# EXCERPTED TEXT
************

Para 5. The said new circumstances pertained to health complications which had developed within her body requiring surgical intervention. The honourable court granted the leave sought hence the application now before me.

Para 6. Mr. Wasuna for the Applicant relied on MOTICHAND VS. REPUBLIC 1972 E.A. L. Rat pg 399 in which Justice Muli as he then was held that there were two grounds upon which bail pending appeal may be granted.

Para 7. The first was that of the overwhelming chances or a probability of success and the second was that all other grounds if taken alone would not suffice but taken together would suffice to allow bail.

Para 8. These “all other grounds” to be taken together are to be found in the body of the Notice of Motion and also in the supporting affidavit of Alex Kamweru the husband to the Applicant.

Para 9. These are: her medical condition which includes high blood pressure, haemorrhage due to fibroids, anaemia and ulcers. Besides the averments in the supporting affidavits I see no medical report from the Prisons’ Doctor or the Applicant’s Doctor, to support the above but even if there was a medical report there is no reason why Doctors cannot attend to the Applicant while she is in prison.

Para 10. I also note that this is not a new ground because she raised it with the trial court in her mitigation and with the High Court in her first bail application.

Para 11. In fact the Hon. Justice Muchelule relied on the case of RAGHBIR SINGH LAMBA VS. REPUBLIC [1958] EA 337 to find that these facts on their own plus those of her family circumstances that she had raised did not present an exceptional case to warrant her being released on bail.

Para 12. The second ground was that if bail was not granted pending appeal she would end up serving the entire sentence by the time her appeal is heard.

Para 13. On this I agree entirely with the Hon. State Counsel Miss Wangele who is on record for the State that the sentence that the Applicant is serving is legal in so far as it was meted out by a court of competent jurisdiction and has not been overturned by a superior court. The Hon. Judge who mentioned the sentence handed to the Applicant did not delve into its merits or demerits.

Para 14. The last factor is that the Appellant is a first offender who observed the conditions set in the bail terms during trial to the letter and that the court should be alive to the new constitutional dispensation which reinforces the people’s liberties.

Para 15. Art 49 of the Constitution deals with rights of arrested persons and I see nothing in that Article which would entitle a person who has been jailed and convicted by a court of competent jurisdiction to be released on bail pending the determination of their appeal just to safeguard their liberty.

Para 16. I am minded of JIVRAJ SHAH V REPUBLIC (1986) KLR 605 which sets out the principles upon which a person may be admitted to bail pending appeal. The principal consideration is the existence of “exceptional or unusual circumstances” upon which the court can fairly conclude that it is in the interest of justice to grant bail. This is of course apart from the likelihood of the success of the appeal.

************

(Dataset entries)

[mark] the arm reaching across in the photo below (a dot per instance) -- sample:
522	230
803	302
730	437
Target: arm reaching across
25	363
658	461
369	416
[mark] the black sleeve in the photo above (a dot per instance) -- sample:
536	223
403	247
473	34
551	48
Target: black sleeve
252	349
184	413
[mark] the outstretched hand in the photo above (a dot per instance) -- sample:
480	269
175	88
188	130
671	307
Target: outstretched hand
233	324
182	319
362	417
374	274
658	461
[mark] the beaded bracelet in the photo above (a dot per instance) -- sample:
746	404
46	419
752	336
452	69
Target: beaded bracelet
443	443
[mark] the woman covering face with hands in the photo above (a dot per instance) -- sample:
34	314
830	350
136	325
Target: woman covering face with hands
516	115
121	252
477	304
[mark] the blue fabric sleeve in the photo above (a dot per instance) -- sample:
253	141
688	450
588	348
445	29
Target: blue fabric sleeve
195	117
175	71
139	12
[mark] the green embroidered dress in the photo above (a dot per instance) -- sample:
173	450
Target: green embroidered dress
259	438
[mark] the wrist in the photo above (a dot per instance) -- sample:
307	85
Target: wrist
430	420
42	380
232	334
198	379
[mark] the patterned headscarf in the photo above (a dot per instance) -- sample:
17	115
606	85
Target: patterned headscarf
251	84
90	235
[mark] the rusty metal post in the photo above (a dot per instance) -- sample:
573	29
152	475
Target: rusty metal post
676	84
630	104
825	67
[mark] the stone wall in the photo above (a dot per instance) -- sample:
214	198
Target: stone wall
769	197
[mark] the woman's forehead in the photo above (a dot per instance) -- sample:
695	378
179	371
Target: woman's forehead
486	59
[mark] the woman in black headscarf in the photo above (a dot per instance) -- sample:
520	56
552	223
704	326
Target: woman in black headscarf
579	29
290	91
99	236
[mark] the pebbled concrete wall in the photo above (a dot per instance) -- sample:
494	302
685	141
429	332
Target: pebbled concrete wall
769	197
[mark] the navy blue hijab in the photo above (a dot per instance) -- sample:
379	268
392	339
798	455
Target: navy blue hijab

************

# TASK A
In the bail ruling, who swore the affidavit supporting the Applicant's motion?
# TASK B
Reproduce the part of the bail ruling that opens with the words containing "Para 6. Mr." and closes with "to the Applicant.".

# YOUR RESPONSE A
Alex Kamweru, the Applicant's husband.

# YOUR RESPONSE B
Para 6. Mr. Wasuna for the Applicant relied on MOTICHAND VS. REPUBLIC 1972 E.A. L. Rat pg 399 in which Justice Muli as he then was held that there were two grounds upon which bail pending appeal may be granted.

Para 7. The first was that of the overwhelming chances or a probability of success and the second was that all other grounds if taken alone would not suffice but taken together would suffice to allow bail.

Para 8. These “all other grounds” to be taken together are to be found in the body of the Notice of Motion and also in the supporting affidavit of Alex Kamweru the husband to the Applicant.